- [PROVIDED ENTRIES]:
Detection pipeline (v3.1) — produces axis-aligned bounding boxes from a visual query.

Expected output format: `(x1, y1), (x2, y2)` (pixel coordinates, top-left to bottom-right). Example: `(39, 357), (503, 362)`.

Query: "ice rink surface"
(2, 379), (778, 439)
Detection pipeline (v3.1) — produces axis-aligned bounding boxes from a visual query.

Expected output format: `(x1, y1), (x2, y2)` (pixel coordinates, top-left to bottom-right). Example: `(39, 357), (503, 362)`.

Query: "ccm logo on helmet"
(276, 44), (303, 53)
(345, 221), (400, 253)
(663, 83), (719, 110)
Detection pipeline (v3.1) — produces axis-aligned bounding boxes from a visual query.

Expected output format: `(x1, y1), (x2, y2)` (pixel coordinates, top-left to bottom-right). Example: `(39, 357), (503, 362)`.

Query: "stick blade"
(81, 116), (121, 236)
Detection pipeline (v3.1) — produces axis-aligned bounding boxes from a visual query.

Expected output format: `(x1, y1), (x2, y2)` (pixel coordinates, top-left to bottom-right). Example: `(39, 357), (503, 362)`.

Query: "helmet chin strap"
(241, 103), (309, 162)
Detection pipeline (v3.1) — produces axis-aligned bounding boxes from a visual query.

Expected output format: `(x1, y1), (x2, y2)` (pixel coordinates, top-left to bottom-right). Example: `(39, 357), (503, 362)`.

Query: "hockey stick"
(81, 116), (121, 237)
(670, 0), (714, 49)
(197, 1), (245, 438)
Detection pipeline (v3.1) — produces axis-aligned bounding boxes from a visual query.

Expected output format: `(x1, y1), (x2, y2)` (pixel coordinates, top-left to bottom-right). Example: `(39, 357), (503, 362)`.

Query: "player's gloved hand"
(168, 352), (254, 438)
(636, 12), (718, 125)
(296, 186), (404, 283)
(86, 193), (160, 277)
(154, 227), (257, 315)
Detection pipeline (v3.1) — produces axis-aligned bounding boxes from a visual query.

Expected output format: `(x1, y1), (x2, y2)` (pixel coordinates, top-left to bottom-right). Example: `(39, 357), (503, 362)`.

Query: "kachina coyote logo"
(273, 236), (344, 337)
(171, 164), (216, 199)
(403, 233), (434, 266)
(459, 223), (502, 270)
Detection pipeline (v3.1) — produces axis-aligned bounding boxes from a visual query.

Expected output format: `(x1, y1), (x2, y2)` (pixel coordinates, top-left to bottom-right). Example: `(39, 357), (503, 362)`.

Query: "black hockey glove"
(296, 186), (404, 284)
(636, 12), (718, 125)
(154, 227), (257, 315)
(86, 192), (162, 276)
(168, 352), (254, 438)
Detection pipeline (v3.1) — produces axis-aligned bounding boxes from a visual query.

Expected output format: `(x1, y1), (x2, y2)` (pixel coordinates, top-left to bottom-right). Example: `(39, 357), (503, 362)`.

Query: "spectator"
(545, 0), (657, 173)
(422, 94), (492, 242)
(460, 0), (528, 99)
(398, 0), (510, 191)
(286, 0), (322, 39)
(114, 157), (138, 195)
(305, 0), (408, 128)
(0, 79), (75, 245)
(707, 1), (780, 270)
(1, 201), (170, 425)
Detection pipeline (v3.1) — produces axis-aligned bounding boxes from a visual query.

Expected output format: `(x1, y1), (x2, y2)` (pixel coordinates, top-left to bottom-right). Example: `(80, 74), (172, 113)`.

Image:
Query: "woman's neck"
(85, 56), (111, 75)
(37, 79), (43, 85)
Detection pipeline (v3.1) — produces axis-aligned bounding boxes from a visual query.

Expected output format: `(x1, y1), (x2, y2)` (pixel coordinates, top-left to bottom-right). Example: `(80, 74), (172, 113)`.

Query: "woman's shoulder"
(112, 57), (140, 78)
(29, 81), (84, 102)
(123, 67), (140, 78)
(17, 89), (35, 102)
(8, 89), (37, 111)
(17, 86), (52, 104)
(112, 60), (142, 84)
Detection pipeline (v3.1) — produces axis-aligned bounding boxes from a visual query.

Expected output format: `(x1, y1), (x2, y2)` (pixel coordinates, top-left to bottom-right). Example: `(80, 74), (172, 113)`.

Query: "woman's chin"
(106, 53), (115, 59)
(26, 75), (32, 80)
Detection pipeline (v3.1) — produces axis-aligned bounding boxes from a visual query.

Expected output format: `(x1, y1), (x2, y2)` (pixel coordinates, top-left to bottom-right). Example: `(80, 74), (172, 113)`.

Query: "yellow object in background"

- [TASK ITEM]: Here, the records must be output exactly and in full.

- [REPLY]:
Detection pipeline (v3.1) — produces axis-aligned bounding boxes from a visual query.

Expected output format: `(x1, y1), (x2, y2)` (pixel coordinates, top-left to bottom-right). Example: `(39, 357), (503, 362)`.

Query: "ice rink surface"
(2, 379), (778, 439)
Detection pipeline (v3.1) — produces axis-aligned bounding boxes from a visual query.

Expected output format: `(x1, y1), (x2, y2)` (pixel coordinates, top-left to bottom-right). Example: `(39, 357), (503, 362)`.

Query: "ccm logo on helmet"
(276, 44), (303, 53)
(345, 221), (400, 253)
(663, 83), (719, 110)
Detection pipeline (v3.1) — produces axis-aligned bounding boxes from a visual query.

Expected output format: `(x1, y1), (x2, y2)` (pixel coordinates, top-left to bottom-right). Example: `(39, 357), (503, 362)`.

Query: "stick blade"
(81, 116), (121, 236)
Detection pipeline (v3.1) — produces axis-aligned bounding boxes from a visual query.

Expected output format: `(x1, y1), (x2, y2)` (pixel coordinates, top-left to bottom-right). Example: `(39, 357), (503, 362)`.

Query: "helmet chin strap"
(241, 103), (309, 162)
Detection pipeline (v3.1) — produces axis-aligned bounding boxes from a visual query.

Expected output format: `(x1, y1), (x2, y2)` (pixel coordinates, top-left to bottom-right). Example: `(39, 357), (503, 362)`.

Query: "hockey stick"
(81, 116), (121, 237)
(670, 0), (714, 49)
(197, 1), (245, 438)
Detection pipeline (v3.1) — produces axis-aligned bounding boxes from a visual query.

Expected output format: `(x1, y1), (x2, y2)` (pixel coordinates, top-left to bottom-right). Example: `(39, 357), (503, 362)`.

Query: "player's gloved hand"
(168, 352), (254, 438)
(636, 12), (718, 125)
(296, 186), (404, 283)
(86, 193), (160, 277)
(154, 227), (257, 315)
Detection pipeline (v3.1) — produces axis-aligned bounding boxes from a visual query.

Expected output format: `(x1, y1), (x2, y2)` (pixel coordinates, top-left to bottom-right). Example: `(39, 357), (503, 362)`.

Query: "kachina coyote logo"
(273, 236), (344, 337)
(171, 164), (216, 199)
(403, 233), (434, 266)
(459, 223), (502, 270)
Detection pipeline (v3.1) — produces axis-aligned bounding boxes from a visual query.

Expected output format: `(x1, y1), (x2, y2)` (pixel coordinates, top-left to bottom-right). Example: `(39, 357), (503, 362)`.

Query: "black hockey glove"
(296, 186), (404, 284)
(636, 12), (718, 125)
(154, 227), (257, 315)
(86, 192), (162, 276)
(168, 352), (254, 438)
Detection pipeline (v3.1) — produces axis-aligned bounding boxes from a visual query.

Expected output format: `(x1, y1), (x2, y2)` (pixel coordinates, top-left to bottom-right). Example: `(39, 357), (503, 362)`.

Query: "spectator"
(545, 0), (657, 173)
(422, 94), (492, 242)
(460, 0), (528, 99)
(398, 0), (510, 191)
(286, 0), (322, 39)
(114, 157), (138, 195)
(305, 0), (408, 128)
(0, 79), (75, 245)
(707, 1), (780, 270)
(1, 201), (170, 425)
Detection pipeline (v3.1) — produces axis-aligned bounding boxes from a visual query.

Expected output format: `(x1, y1), (x2, y2)` (pixel coordinates, top-left to bottom-right). Example: `(80, 74), (172, 113)`.

Image:
Query: "woman's neck"
(85, 56), (111, 75)
(37, 79), (43, 85)
Detection pipeline (v3.1) — produces axis-aligned bounding boxes from a visual query.

Expected output format: `(x1, y1), (x2, y2)` (pixel coordinates, top-left to bottom-right). Example: `(80, 74), (172, 113)`.

Query: "woman's shoulder"
(112, 57), (140, 78)
(29, 81), (84, 102)
(123, 67), (140, 78)
(17, 89), (35, 102)
(8, 89), (37, 111)
(17, 86), (52, 104)
(112, 60), (142, 84)
Detection pipeline (v3.1) — produces axis-aligned bounding boxes from a visual query.

Expected output format: `(x1, y1), (x2, y2)` (pixel coordinates, top-left to bottom-right). Example: `(80, 74), (172, 113)`.

Query: "woman's chin"
(106, 53), (115, 59)
(26, 75), (32, 80)
Detection pipeline (v3.1) — produces axis-aligned bounding boxes from a visual query.

Expected output format: `(x1, y1), (x2, y2)` (pixel coordinates, top-left to bottom-right). Example: `(80, 74), (172, 113)`.

Query: "yellow object in background"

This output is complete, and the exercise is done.